What is needed: Extend the Catmandu::MARC tutorial manpage below, picking up right after its final sentence.

Ubuntu Manpage: Catmandu::MARC::Tutorial - A documentation-only module for new users of Catmandu::MARC

name
synopsis
utf-8
reading
create a csv file of all issn numbers found at any marc field
transforming
writing
deduplication

kinetic (3) Catmandu::MARC::Tutorial.3pm.gz

Provided by: libcatmandu-marc-perl_1.271-1_all

NAME

       Catmandu::MARC::Tutorial - A documentation-only module for new users of Catmandu::MARC

SYNOPSIS

         perldoc Catmandu::MARC::Tutorial

UTF-8

   MARC8 and UTF-8
       The current Catmandu MARC tools are targetted for processing UTF-8 encoded files.  When
       you have MARC8 encoded data tools like MarcEdit <https://marcedit.reeset.net/> or
       "yaz-marcdump" <https://software.indexdata.com/yaz/doc/yaz-marcdump.html> can be used to
       create a UTF-8 encoded file:

          $ yaz-marcdump -f MARC-8 -t UTF-8 -o marc -l 9=97 marc21.raw > marc21.utf8.raw

   Unicode errors
       If you process UTF-8 encoded files which contain faulty characters, you will get a fatal
       error message like:

         utf8 "\xD8" does not map to Unicode at ...

       Use the iconv (libc6-dev Linux package) tool, to preprocess the data and discard faulty
       characters:

         $ iconv -c -f UTF-8 -t UTF-8 marc21.utf8.raw | catmandu convert MARC to JSON

   Convert a decomposed UTF-8 file to a combined UTF-8 file and vice versa
       For example, the character ae can be represented as

       "ae", that is the codepoint U+00E4 (two bytes c3 a4 in UTF-8 encoding), or as "aX", that
       is the two codepoints U+0061 U+0308 (three bytes 61 cc 88 in UTF-8).

Collected data:

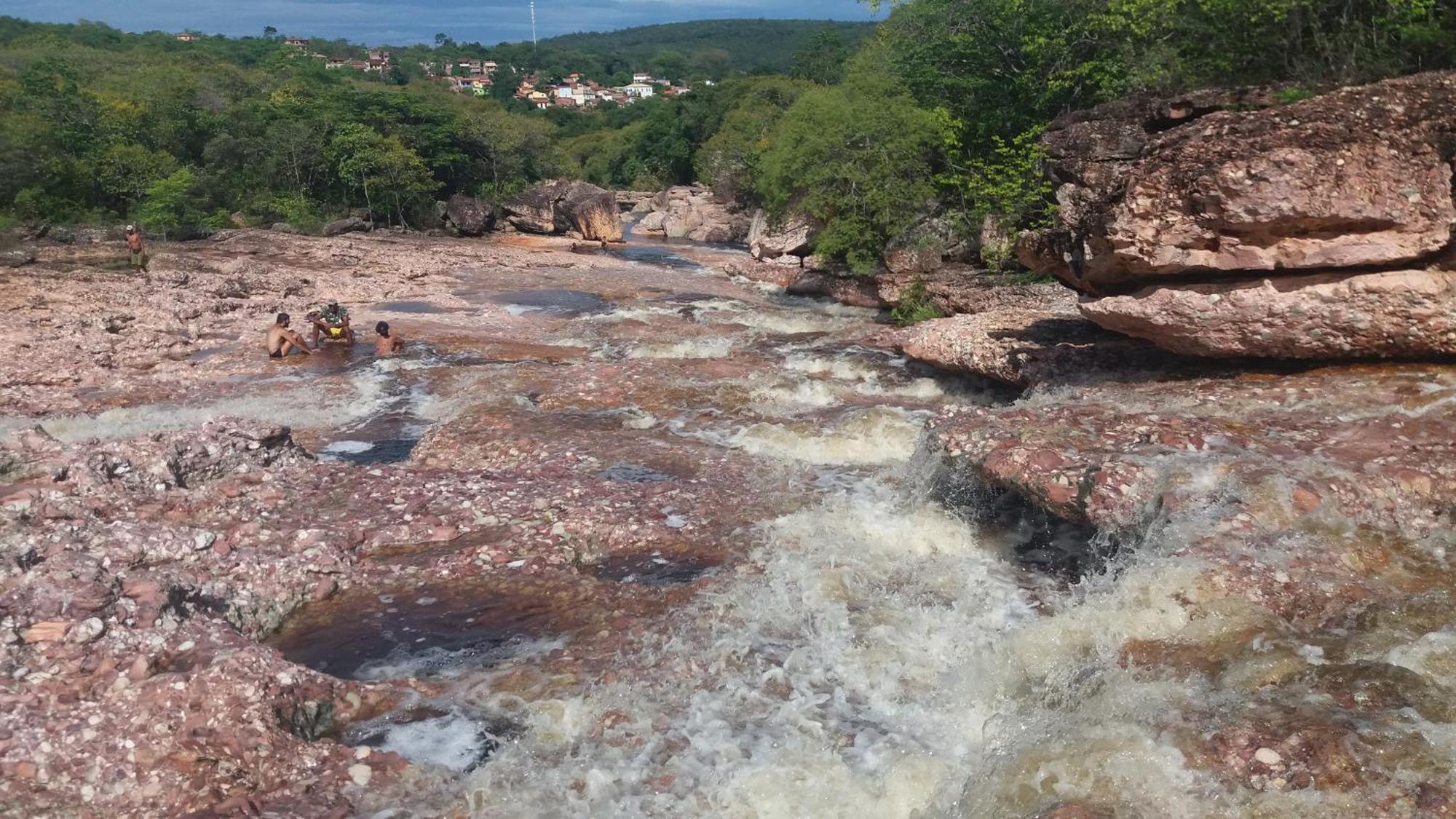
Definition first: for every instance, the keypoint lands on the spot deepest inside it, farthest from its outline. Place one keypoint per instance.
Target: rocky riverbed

Final result:
       The uconf (libicu-dev Linux package) tool can be used to convert these types of files:

           $ uconv -x any-nfc < decomposed.txt > combined.txt
           $ uconv -x any-nfd < combined.txt > decomposed.txt

READING

   Convert MARC21 records into JSON
       The command below converts file data.mrc into JSON:

          $ catmandu convert MARC to JSON < data.mrc

   Convert MARC21 records into MARC-XML
          $ catmandu convert MARC to MARC --type XML < data.mrc

   Convert UNIMARC records into JSON, XML, ...
       To read UNIMARC records use the RAW parser to get the correct character encoding.

          $ catmandu convert MARC --type RAW to JSON < data.mrc
          $ catmandu convert MARC --type RAW to MARC --type XML < data.mrc

   Create a CSV file containing all the titles
       To extract data from a MARC record on needs a Fix routine. This is a small language to
       manipulate data. In the example below we extract all 245 fields from MARC:

          $ catmandu convert MARC to CSV --fix 'marc_map(245,title); retain(title)' < data.mrc

       The Fix "marc_map" puts the MARC 245 field in the "title" field.  The Fix "retain" makes
       sure only the title field ends up in the CSV file.

   Create a CSV file containing only the 245$a and 245$c subfields
       The "marc_map" Fix can get one or more subfields to extract from MARC:

          $ catmandu convert MARC to CSV --fix 'marc_map(245ac,title); retain(title)' < data.mrc

   Create a CSV file which contains a repeated field
       In the example below the 650a field can be repeated in some marc records.  We will join
       all the repetitions in an comma delimited list for each record.

          $ catmandu convert MARC to CSV --fix 'marc_map(650a,subject,join:","); retain(subject)' < data.mrc

   Create a list of all ISBN numbers in the data
       In the previous example we saw how all subjects can be printed using a few Fix commands.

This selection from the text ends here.